Position annotation rows:
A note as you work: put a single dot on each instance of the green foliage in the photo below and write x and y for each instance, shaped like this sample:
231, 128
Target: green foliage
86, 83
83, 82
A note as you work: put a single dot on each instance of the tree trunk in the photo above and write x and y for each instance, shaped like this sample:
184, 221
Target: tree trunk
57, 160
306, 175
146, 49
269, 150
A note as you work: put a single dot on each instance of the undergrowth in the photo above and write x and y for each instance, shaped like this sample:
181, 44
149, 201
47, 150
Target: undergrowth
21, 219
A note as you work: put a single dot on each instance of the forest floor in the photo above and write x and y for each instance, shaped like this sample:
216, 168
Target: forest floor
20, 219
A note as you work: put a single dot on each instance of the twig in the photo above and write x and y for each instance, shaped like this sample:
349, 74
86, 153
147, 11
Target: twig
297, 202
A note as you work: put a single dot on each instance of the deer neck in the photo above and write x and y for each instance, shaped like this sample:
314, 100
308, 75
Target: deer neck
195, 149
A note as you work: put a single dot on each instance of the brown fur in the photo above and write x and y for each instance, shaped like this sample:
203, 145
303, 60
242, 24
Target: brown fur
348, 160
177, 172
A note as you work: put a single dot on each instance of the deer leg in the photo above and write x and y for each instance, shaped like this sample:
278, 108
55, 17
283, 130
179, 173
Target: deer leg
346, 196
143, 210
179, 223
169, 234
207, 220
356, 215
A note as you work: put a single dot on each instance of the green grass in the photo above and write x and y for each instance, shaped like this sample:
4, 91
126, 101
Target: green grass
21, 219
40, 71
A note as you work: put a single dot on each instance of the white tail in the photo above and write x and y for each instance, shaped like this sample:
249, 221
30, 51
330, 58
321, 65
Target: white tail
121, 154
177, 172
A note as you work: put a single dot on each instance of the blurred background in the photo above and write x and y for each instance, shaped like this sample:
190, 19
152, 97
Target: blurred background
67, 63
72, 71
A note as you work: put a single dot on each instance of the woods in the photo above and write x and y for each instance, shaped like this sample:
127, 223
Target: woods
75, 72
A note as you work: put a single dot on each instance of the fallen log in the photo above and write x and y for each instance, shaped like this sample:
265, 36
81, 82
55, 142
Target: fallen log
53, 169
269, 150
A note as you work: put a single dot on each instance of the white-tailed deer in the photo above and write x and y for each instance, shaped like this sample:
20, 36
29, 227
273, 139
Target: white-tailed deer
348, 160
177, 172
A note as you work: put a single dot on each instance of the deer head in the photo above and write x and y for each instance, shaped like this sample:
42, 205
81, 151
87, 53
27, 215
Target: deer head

Task prompt: Copy the rows from the line containing "of the white-tailed" through the end of the rows, including both ends and the requests. Multiply every answer coordinate by 0.7 and round it to a whole number, rounding halves up. Leave the requests and their sample coordinates unchanged.

Worked answer:
A note as you work: put a single dot on each instance of the white-tailed deer in the photo above and write x and y for each instance, shaped like this sample:
20, 36
29, 227
273, 139
Target: white-tailed deer
244, 112
124, 120
A note as you work: put a single dot on each instance of the deer head in the photo above and write x and y for each instance, shaped like this sample:
42, 205
81, 151
87, 53
27, 215
Target: deer head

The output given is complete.